Listing:

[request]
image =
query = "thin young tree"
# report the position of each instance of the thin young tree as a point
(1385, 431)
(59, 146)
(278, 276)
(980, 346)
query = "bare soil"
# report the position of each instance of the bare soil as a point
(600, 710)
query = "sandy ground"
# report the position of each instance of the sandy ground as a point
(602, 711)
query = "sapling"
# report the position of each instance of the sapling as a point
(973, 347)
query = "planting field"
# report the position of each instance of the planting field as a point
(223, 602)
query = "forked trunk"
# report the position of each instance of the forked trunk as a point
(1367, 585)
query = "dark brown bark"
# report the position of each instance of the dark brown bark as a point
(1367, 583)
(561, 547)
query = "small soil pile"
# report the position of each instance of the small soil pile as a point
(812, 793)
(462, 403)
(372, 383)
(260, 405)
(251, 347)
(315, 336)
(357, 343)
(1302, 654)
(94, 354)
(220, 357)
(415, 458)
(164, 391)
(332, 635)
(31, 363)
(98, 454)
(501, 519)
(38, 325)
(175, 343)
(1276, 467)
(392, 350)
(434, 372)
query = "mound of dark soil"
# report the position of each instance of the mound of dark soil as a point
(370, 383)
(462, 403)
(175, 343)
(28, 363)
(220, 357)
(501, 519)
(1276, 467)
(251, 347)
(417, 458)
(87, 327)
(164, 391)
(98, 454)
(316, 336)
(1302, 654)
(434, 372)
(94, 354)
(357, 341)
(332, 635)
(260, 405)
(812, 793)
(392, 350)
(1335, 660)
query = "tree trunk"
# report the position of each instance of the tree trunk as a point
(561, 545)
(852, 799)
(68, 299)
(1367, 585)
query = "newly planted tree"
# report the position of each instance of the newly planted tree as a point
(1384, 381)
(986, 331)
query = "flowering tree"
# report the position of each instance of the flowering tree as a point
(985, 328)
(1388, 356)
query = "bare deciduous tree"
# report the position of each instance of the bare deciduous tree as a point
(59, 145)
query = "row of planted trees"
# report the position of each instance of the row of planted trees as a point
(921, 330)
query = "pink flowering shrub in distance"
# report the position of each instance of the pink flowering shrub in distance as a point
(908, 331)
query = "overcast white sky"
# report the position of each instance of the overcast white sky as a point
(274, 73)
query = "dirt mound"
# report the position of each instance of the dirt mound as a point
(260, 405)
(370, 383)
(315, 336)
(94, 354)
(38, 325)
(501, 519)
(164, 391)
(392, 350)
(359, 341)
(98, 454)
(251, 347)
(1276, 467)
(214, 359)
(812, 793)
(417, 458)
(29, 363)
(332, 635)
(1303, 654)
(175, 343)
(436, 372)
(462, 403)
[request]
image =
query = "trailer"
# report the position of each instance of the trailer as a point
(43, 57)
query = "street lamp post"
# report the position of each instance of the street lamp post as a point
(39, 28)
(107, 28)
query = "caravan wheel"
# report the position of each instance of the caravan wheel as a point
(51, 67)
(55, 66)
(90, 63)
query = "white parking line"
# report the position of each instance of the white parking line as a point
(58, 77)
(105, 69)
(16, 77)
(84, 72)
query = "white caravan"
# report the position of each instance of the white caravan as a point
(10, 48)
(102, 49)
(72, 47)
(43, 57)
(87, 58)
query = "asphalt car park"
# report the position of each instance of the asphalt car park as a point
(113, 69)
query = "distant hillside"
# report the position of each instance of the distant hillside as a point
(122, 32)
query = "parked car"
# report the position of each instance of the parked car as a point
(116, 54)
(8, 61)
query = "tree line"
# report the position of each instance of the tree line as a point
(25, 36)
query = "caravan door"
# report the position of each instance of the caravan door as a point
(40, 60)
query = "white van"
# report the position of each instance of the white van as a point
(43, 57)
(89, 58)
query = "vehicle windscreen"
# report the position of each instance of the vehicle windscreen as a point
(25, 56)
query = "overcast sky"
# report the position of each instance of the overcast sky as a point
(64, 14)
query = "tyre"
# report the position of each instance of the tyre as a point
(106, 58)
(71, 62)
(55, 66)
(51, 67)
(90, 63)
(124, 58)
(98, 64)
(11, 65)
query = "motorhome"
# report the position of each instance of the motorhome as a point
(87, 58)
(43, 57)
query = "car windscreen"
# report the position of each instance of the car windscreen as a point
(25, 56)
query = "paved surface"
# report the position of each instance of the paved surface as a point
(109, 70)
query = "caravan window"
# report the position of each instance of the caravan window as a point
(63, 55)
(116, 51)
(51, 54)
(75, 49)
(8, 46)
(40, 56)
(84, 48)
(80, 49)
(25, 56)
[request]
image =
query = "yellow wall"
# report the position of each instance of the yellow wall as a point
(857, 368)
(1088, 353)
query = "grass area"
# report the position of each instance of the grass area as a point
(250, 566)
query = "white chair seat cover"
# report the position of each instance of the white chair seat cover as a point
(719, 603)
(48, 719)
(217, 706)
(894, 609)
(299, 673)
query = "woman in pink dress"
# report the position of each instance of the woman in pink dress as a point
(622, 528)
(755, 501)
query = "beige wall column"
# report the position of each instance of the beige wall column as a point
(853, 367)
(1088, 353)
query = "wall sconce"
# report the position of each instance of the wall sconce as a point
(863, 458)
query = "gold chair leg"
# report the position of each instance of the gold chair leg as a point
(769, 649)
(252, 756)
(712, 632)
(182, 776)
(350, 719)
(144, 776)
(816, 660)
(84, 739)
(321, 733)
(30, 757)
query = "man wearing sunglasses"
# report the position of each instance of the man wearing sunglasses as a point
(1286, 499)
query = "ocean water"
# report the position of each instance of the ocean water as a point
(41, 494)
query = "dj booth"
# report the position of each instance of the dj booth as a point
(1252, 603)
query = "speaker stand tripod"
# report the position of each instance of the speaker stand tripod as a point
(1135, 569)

Your goal: Everything in the listing above should be restated exactly.

Reply:
[request]
image =
query = "thin young tree"
# report the position of each instance of the thin young tree as a point
(1385, 431)
(59, 146)
(278, 276)
(980, 346)
query = "bare soil"
# report the position of each instance of the bare soil as a point
(600, 710)
query = "sandy ground"
# report the position of each instance of the sandy ground as a point
(602, 711)
query = "sapling"
# report the position of each instance of the sapling as a point
(973, 347)
query = "planting field"
# report the position of each instance of the planting field as a point
(223, 602)
query = "forked trunk"
# report the position of each instance of the forked trunk as a point
(1367, 585)
query = "dark brown bark"
# report the position of each instance of the dark brown bark as a point
(1367, 583)
(561, 547)
query = "small soil pile"
# report the position of each instance of the small soil pile as a point
(812, 793)
(462, 403)
(372, 383)
(260, 405)
(251, 347)
(315, 336)
(357, 343)
(1302, 654)
(94, 354)
(220, 357)
(415, 458)
(164, 391)
(332, 635)
(31, 363)
(98, 454)
(501, 519)
(38, 325)
(175, 343)
(1276, 467)
(392, 350)
(434, 372)
query = "mound of dark soil"
# report the position of each instance of the mound of dark soil as a point
(370, 383)
(462, 403)
(175, 343)
(28, 363)
(220, 357)
(501, 519)
(1276, 467)
(251, 347)
(417, 458)
(87, 327)
(164, 391)
(98, 454)
(316, 336)
(1302, 654)
(434, 372)
(94, 354)
(357, 341)
(332, 635)
(260, 405)
(812, 793)
(392, 350)
(1335, 660)
query = "tree trunk"
# report the position of each instance of the tree trunk as a point
(561, 545)
(852, 799)
(68, 299)
(1367, 585)
query = "newly planted tree"
# report the position of each instance of the newly planted tree as a point
(1384, 381)
(986, 331)
query = "flowering tree"
# report the position of each instance of the flowering tree as a point
(985, 328)
(1388, 356)
query = "bare deciduous tree"
# report the position of each instance of the bare deciduous tree as a point
(59, 145)
query = "row of planted trees"
# report the position of each instance of the row of planted trees as a point
(921, 330)
query = "pink flowering shrub in distance"
# report the position of each instance of the pink flowering shrub in distance as a point
(908, 331)
query = "overcast white sky"
# report the position of each instance of the overcast white sky as a point
(274, 73)
query = "dirt mound"
# report the position of each instance of the dirt mound as a point
(260, 405)
(370, 383)
(315, 336)
(94, 354)
(38, 325)
(501, 519)
(164, 391)
(392, 350)
(359, 341)
(98, 454)
(251, 347)
(1276, 467)
(214, 359)
(812, 793)
(417, 458)
(29, 363)
(332, 635)
(1303, 654)
(175, 343)
(436, 372)
(462, 403)
[request]
image =
query = "trailer"
# report the position of each instance of the trailer as a point
(43, 57)
query = "street lamp post"
# report the position of each instance of the street lamp post as a point
(39, 28)
(107, 28)
query = "caravan wheel"
# report the position of each instance of the caravan wheel as a point
(51, 67)
(55, 66)
(90, 63)
query = "white parking line"
# report the position of each instance of the white parking line as a point
(58, 77)
(105, 69)
(16, 77)
(84, 72)
query = "white caravan"
# report the position of each instance of the white caravan as a point
(10, 48)
(102, 49)
(72, 47)
(43, 57)
(87, 58)
query = "asphalt car park"
# report the position of each instance of the asphalt car park as a point
(113, 69)
query = "distant hillside"
# report the position of each instance of the distant hillside as a point
(122, 32)
query = "parked car"
# report the position of each instance of the parked car as a point
(116, 54)
(8, 61)
query = "tree line"
# report the position of each instance of the tree line as a point
(25, 36)
query = "caravan door"
# report the position of each instance of the caravan door as a point
(40, 60)
query = "white van"
# report the position of each instance of the white van as a point
(43, 57)
(89, 58)
query = "vehicle windscreen"
# report the position of each instance of the vehicle windscreen as a point
(25, 56)
query = "overcast sky"
# report the position of each instance of the overcast sky as a point
(64, 14)
query = "tyre"
# report the position of each instance of the tyre as a point
(106, 58)
(71, 62)
(55, 66)
(51, 67)
(90, 63)
(124, 58)
(98, 64)
(11, 65)
query = "motorhome"
# report the position of each instance of the motorhome as a point
(87, 58)
(43, 57)
query = "car windscreen"
# report the position of each instance of the car windscreen as a point
(25, 56)
query = "paved surface"
# report the position of each instance of the paved surface as a point
(109, 70)
query = "caravan window"
# report the position of each instance of the caravan window as a point
(63, 55)
(116, 51)
(51, 54)
(75, 49)
(8, 46)
(40, 56)
(84, 48)
(80, 49)
(25, 56)
[request]
image =
query = "yellow wall"
# report the position of each instance of the yellow wall as a point
(857, 368)
(1088, 353)
query = "grass area"
# report the position of each instance of the grass area as a point
(250, 566)
query = "white chair seat cover"
# report the position of each instance of the white chair seat cover as a point
(719, 603)
(48, 719)
(217, 706)
(894, 609)
(299, 673)
query = "woman in pink dress"
# report the position of each instance of the woman in pink dress as a point
(622, 528)
(755, 501)
query = "beige wall column"
# report the position of each instance of the beige wall column as a point
(853, 367)
(1088, 353)
query = "wall sconce"
# report the position of each instance of the wall sconce as a point
(863, 458)
query = "gold chair leg"
# report the position of each instance of the gold chair leg as a point
(769, 649)
(252, 756)
(712, 632)
(182, 776)
(350, 719)
(144, 776)
(816, 660)
(84, 739)
(321, 733)
(30, 757)
query = "man wearing sunglasses"
# report the position of each instance of the man wearing sunglasses as a point
(1286, 499)
query = "ocean water"
# report the position of each instance of the ocean water as a point
(41, 494)
query = "dj booth"
# report the position of each instance of the dj booth as a point
(1252, 603)
query = "speaker stand tripod"
# report the position of each instance of the speaker stand tripod as a point
(1135, 569)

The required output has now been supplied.